Find every line in the records below that contains the word "dark" and copy each of those lines.
════
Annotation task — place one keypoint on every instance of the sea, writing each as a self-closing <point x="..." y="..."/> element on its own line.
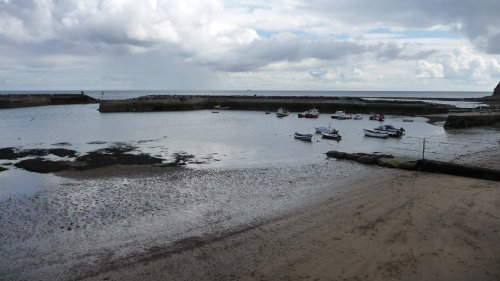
<point x="126" y="94"/>
<point x="245" y="168"/>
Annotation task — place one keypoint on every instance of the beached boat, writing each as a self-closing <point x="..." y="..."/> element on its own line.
<point x="341" y="115"/>
<point x="377" y="117"/>
<point x="311" y="113"/>
<point x="306" y="137"/>
<point x="375" y="134"/>
<point x="334" y="134"/>
<point x="391" y="130"/>
<point x="282" y="112"/>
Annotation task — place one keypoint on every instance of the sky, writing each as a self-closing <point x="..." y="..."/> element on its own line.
<point x="319" y="45"/>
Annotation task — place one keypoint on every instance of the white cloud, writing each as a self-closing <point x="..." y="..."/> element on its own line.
<point x="318" y="45"/>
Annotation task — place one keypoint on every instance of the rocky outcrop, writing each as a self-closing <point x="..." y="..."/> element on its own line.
<point x="425" y="165"/>
<point x="119" y="154"/>
<point x="27" y="100"/>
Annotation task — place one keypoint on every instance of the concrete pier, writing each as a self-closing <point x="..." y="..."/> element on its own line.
<point x="271" y="103"/>
<point x="27" y="100"/>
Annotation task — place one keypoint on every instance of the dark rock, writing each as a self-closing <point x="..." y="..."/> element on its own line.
<point x="62" y="144"/>
<point x="496" y="91"/>
<point x="360" y="157"/>
<point x="62" y="152"/>
<point x="459" y="121"/>
<point x="11" y="153"/>
<point x="8" y="153"/>
<point x="40" y="165"/>
<point x="113" y="156"/>
<point x="457" y="169"/>
<point x="96" y="142"/>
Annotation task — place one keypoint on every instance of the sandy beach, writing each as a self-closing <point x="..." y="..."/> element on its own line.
<point x="397" y="225"/>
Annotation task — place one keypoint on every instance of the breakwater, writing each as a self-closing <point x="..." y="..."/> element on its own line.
<point x="423" y="165"/>
<point x="465" y="121"/>
<point x="27" y="100"/>
<point x="271" y="103"/>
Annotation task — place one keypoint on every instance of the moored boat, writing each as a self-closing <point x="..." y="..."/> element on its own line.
<point x="391" y="130"/>
<point x="282" y="112"/>
<point x="320" y="129"/>
<point x="311" y="113"/>
<point x="341" y="115"/>
<point x="358" y="117"/>
<point x="375" y="134"/>
<point x="377" y="117"/>
<point x="334" y="134"/>
<point x="305" y="137"/>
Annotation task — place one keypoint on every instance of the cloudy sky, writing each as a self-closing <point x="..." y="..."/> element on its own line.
<point x="241" y="44"/>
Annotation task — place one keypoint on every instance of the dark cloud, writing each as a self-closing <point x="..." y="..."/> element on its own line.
<point x="478" y="20"/>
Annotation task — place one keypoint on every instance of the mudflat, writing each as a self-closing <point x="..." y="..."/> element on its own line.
<point x="397" y="225"/>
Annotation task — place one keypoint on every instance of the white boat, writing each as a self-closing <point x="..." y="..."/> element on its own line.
<point x="358" y="117"/>
<point x="311" y="113"/>
<point x="375" y="134"/>
<point x="377" y="117"/>
<point x="306" y="137"/>
<point x="282" y="112"/>
<point x="320" y="129"/>
<point x="391" y="130"/>
<point x="334" y="134"/>
<point x="341" y="115"/>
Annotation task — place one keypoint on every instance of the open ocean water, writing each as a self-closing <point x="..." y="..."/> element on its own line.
<point x="122" y="94"/>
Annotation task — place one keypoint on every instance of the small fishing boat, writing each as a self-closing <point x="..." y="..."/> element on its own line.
<point x="333" y="134"/>
<point x="311" y="113"/>
<point x="391" y="130"/>
<point x="358" y="117"/>
<point x="320" y="129"/>
<point x="375" y="134"/>
<point x="341" y="115"/>
<point x="219" y="107"/>
<point x="377" y="117"/>
<point x="282" y="112"/>
<point x="305" y="137"/>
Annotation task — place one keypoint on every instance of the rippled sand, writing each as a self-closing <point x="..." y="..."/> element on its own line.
<point x="100" y="219"/>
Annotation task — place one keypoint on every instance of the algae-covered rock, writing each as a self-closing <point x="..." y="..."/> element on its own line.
<point x="40" y="165"/>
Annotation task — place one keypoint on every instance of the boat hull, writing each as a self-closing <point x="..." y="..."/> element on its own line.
<point x="375" y="134"/>
<point x="331" y="136"/>
<point x="304" y="137"/>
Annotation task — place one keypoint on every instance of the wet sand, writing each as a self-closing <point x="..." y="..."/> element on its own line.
<point x="396" y="225"/>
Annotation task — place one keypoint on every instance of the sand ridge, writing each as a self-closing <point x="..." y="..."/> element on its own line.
<point x="400" y="226"/>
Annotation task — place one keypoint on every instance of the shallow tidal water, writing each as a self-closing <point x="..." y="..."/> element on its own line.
<point x="247" y="168"/>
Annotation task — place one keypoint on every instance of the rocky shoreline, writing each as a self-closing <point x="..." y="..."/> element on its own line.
<point x="29" y="100"/>
<point x="424" y="165"/>
<point x="38" y="160"/>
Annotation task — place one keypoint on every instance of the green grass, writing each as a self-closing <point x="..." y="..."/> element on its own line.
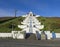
════
• [TASK OUTPUT]
Annotation task — place one keypoint on every instance of the dark rock, writing each as a self-closing <point x="..." y="..."/> element on its own line.
Annotation task — place one keypoint on every instance of the dark cloud, writing each as a self-closing <point x="..." y="..."/> element on its own line.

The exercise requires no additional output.